**Task goal**
Please restate, word for word, the lines below that begin at the one with "the light wood" and end at the one with "of the wooden". Leave out all other lines.

....................

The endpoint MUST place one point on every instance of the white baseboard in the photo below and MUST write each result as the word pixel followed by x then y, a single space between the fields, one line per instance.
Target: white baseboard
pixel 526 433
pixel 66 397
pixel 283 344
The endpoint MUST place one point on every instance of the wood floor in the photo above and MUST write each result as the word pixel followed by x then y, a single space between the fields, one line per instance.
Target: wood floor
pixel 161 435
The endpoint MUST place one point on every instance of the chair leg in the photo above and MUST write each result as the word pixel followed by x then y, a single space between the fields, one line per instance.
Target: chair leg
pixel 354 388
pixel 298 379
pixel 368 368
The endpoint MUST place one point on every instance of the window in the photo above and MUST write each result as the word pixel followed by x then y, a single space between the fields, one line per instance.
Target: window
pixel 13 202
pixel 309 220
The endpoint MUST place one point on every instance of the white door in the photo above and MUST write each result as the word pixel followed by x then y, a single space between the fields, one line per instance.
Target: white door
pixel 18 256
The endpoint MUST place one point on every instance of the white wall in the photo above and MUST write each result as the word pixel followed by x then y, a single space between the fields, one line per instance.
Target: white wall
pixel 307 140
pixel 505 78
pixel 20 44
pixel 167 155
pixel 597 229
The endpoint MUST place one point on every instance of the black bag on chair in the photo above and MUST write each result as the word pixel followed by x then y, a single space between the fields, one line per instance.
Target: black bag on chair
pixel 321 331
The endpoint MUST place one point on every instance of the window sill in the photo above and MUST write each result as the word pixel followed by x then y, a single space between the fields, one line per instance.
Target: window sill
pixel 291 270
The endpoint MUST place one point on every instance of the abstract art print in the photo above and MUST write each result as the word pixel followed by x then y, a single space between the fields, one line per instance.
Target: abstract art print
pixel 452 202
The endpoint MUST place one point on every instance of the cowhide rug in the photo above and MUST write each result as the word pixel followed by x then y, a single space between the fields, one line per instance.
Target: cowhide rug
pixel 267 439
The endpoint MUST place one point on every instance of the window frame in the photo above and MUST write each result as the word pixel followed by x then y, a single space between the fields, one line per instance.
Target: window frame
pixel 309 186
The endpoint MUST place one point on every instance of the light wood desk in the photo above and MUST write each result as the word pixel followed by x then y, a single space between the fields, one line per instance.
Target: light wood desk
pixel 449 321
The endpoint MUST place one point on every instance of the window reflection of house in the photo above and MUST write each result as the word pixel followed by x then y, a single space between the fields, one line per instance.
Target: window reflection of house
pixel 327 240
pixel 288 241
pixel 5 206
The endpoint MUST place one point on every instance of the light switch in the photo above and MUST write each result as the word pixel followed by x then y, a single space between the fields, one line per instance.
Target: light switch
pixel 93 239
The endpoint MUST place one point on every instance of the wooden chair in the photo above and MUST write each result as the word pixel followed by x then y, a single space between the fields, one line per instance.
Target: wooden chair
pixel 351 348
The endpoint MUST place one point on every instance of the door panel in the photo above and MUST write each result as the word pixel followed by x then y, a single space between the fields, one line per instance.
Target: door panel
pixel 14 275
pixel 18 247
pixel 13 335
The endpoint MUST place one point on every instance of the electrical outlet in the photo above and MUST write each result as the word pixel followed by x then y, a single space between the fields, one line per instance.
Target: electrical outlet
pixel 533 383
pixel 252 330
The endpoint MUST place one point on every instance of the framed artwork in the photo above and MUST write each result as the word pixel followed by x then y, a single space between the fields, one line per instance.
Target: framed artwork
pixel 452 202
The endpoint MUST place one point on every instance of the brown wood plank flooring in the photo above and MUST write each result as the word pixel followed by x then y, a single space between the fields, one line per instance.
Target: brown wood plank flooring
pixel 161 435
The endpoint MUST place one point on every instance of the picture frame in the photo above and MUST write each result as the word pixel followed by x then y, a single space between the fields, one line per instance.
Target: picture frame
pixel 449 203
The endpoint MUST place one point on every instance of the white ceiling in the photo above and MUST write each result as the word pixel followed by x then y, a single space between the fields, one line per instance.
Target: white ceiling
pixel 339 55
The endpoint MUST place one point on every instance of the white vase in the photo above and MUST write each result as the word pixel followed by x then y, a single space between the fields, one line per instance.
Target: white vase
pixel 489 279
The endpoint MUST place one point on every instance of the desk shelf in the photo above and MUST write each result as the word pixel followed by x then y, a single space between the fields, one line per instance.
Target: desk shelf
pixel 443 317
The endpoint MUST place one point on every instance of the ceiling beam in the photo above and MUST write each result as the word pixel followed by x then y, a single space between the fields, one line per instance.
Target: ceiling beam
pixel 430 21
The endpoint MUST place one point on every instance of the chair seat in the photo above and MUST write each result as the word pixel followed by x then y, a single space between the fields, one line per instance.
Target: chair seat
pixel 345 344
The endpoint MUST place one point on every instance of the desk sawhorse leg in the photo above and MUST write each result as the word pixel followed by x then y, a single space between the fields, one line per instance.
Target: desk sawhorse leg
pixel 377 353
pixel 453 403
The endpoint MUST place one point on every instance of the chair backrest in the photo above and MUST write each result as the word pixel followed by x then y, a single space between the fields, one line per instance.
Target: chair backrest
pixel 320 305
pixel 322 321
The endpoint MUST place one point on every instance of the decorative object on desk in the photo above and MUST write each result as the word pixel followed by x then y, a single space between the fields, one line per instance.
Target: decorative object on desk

....................

**Your response**
The endpoint MUST place one point on every instance of the light wood desk in the photo above and MUST write each result as the word pixel followed by x then y, a single space between the fields, one line per instance.
Target: light wood desk
pixel 449 321
The endpoint MUST place one point on every instance of the window reflection of house in the photo above and MUST write each result as the word pixel followed by x then y, a single space between the fields, one line per instance.
Target: window reflection of house
pixel 327 240
pixel 288 241
pixel 5 206
The endpoint MUST place one point on every instance of the light switch in the photo above and MUST write each result as the word pixel followed by x then y, a single space between the fields, one line per instance.
Target: light switch
pixel 93 239
The endpoint MUST place one point on every instance of the wooden chair in the photo above and MUST write each result as the word pixel followed by x then y, a single space between the fields, one line per instance.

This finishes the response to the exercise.